Items listed in a dataset:
↓↓↓
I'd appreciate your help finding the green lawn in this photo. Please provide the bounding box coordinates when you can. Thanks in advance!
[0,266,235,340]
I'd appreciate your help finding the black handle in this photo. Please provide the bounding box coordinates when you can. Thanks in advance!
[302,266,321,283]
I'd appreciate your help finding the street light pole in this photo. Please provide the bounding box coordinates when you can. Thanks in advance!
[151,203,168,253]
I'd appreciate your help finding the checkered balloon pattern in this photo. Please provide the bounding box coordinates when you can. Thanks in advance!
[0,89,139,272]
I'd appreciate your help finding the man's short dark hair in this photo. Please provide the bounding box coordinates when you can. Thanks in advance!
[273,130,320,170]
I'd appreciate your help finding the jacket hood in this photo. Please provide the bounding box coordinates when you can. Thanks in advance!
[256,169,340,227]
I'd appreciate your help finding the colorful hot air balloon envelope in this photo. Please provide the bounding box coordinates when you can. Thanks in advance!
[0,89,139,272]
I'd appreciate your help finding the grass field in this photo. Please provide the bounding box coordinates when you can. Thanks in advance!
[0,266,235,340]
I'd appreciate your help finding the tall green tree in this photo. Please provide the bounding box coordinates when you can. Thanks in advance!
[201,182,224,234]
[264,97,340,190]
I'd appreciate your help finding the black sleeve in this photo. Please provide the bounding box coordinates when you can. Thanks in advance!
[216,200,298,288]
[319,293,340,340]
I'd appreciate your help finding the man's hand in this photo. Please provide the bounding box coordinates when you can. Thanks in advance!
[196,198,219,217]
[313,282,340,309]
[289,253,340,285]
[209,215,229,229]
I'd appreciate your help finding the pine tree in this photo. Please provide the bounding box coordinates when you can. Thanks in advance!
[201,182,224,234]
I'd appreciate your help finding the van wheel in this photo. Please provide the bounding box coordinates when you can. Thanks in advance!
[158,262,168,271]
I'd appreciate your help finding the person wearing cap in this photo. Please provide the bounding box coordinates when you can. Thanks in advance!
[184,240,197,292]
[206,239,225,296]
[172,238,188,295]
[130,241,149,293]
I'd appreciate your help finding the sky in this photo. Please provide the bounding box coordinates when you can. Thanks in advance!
↑↑↑
→ **PROBLEM TO WORK ON**: Please copy the lines of the data above word for word, starting with the line that contains "I'd appreciate your help finding the street" and going on through the line that contains "[264,97,340,190]", both included.

→ **ANSWER**:
I'd appreciate your help finding the street light pole in this photo. Please provide the bounding box coordinates when you can. Thanks in advance!
[151,203,168,253]
I'd appreciate your help finding the checkered balloon pattern in this photo. Please provide the bounding box coordinates when you can. Thanks in advance!
[0,89,139,272]
I'd appreciate your help finding the man's short dark hair in this photo. Please provide the bounding box coordinates when you can. Thanks in advance!
[273,130,320,170]
I'd appreciate your help finding the jacket hood in this photo. Please provide the bounding box coordinates when you can. Thanks in advance!
[256,169,340,227]
I'd appreciate your help finding the colorful hot air balloon envelope in this photo. Please provide the bounding box coordinates when you can. Thanks in advance!
[0,89,139,272]
I'd appreciate your help finding the grass field in this photo. Please provide the bounding box coordinates when you can. Thanks in advance!
[0,266,235,340]
I'd appreciate your help finding the tall green tree in this photo. Please provide the bounding box coordinates when you can. Thanks in advance!
[201,182,224,234]
[264,97,340,190]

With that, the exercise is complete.